Required actions:
**1.** Using the credit card default report, answer the following:
(a) What accuracy did the random forest model achieve?
(b) Which two kinds of model were created to predict credit card default?
(c) Which age group was much more prevalent among the participants?
**2.** List every percentage in the credit card default report, along with the measure each one describes.
**3.** From the credit card default report, copy the passage starting at "Looking at the" and ending at "default on their credit card.".

Looking at the confusion matrix, the random forest model’s accuracy was 79.9%, precision was 86.8%, and recall was 87.3%. The precision for predicting actual default cases correctly was 55.1%. Overall, the random forest model was better in its prediction. However, the logistic regression model performed better than the random forest model when predicting actual default cases.
Conclusion
In this project, logistic regression and random forest models were created to predict if an individual would default on their credit card.
First, the data was cleaned for accuracy and manipulated to view distributions and trends in the data. From the tables and plots created, the data had more females than males and was skewed in age, with participants below the age of 40 much more prevalent than participants over the age of 40.
Next, prediction models were created to predict an individual’s chances of defaulting on their credit card. The first model used was a logistic regression model. This model was used to predict if an individual would default on their credit card based on their information. This model is great for predicting a Yes/No classification for individuals. From the model created, three individuals were created with their unique information. In the example above, all three individuals created had a good chance of not defaulting on their credit card.

Provided data:
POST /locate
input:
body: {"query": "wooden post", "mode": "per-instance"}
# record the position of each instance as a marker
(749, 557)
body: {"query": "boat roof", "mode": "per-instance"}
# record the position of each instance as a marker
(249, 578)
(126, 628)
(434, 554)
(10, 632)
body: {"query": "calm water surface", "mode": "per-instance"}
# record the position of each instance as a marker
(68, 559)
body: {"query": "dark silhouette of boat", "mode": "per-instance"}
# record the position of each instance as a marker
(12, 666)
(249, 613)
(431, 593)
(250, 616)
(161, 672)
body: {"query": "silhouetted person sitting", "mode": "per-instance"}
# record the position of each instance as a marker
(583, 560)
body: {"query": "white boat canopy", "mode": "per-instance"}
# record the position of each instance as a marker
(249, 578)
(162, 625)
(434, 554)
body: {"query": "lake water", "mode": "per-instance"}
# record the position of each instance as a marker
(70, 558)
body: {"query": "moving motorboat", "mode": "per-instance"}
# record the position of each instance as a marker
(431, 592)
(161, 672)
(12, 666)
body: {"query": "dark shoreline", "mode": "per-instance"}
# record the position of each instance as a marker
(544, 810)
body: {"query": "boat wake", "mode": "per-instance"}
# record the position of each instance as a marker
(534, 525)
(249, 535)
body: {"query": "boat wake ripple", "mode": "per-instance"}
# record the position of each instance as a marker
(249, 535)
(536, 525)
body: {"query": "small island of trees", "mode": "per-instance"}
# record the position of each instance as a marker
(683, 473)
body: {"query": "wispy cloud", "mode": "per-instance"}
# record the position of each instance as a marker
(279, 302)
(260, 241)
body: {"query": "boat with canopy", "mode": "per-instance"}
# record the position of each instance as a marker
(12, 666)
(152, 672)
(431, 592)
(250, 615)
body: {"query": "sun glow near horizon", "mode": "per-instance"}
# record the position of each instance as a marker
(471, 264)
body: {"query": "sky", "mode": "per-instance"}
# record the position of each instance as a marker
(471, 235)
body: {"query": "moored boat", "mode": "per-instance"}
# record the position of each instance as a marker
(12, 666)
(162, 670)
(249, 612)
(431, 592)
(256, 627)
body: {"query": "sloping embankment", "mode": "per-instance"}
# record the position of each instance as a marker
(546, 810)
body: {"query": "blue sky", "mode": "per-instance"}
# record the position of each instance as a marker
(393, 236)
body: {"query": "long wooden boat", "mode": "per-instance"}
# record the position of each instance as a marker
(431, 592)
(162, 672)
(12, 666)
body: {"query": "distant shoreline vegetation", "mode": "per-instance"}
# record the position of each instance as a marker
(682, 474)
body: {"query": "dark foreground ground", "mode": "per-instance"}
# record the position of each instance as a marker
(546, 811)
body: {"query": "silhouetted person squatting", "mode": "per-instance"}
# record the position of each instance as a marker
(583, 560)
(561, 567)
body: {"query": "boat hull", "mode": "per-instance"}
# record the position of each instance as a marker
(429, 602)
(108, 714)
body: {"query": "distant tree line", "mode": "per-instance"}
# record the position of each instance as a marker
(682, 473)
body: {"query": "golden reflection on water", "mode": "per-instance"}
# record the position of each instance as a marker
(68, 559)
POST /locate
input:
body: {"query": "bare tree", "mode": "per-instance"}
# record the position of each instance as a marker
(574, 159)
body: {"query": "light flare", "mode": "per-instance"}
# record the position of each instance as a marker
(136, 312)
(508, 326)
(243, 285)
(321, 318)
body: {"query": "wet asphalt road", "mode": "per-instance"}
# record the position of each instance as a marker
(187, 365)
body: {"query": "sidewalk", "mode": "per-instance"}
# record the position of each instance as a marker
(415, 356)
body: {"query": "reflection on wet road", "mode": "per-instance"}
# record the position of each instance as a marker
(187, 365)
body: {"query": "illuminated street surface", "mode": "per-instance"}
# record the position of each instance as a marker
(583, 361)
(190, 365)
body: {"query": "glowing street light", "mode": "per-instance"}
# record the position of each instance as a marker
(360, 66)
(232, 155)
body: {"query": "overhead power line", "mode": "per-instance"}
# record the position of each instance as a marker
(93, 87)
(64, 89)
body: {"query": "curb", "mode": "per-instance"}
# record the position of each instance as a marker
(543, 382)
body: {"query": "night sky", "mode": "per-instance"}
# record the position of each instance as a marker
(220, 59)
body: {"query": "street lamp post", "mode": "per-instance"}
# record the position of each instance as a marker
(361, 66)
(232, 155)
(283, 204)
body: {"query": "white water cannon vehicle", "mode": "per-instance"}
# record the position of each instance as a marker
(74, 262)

Per-task outputs:
**1.**
(a) 79.9%
(b) Logistic regression and random forest
(c) Participants below the age of 40

**2.**
- Accuracy of the random forest model: 79.9%
- Precision of the random forest model: 86.8%
- Recall of the random forest model: 87.3%
- Precision for predicting actual default cases correctly: 55.1%

**3.**
Looking at the confusion matrix, the random forest model’s accuracy was 79.9%, precision was 86.8%, and recall was 87.3%. The precision for predicting actual default cases correctly was 55.1%. Overall, the random forest model was better in its prediction. However, the logistic regression model performed better than the random forest model when predicting actual default cases.
Conclusion
In this project, logistic regression and random forest models were created to predict if an individual would default on their credit card.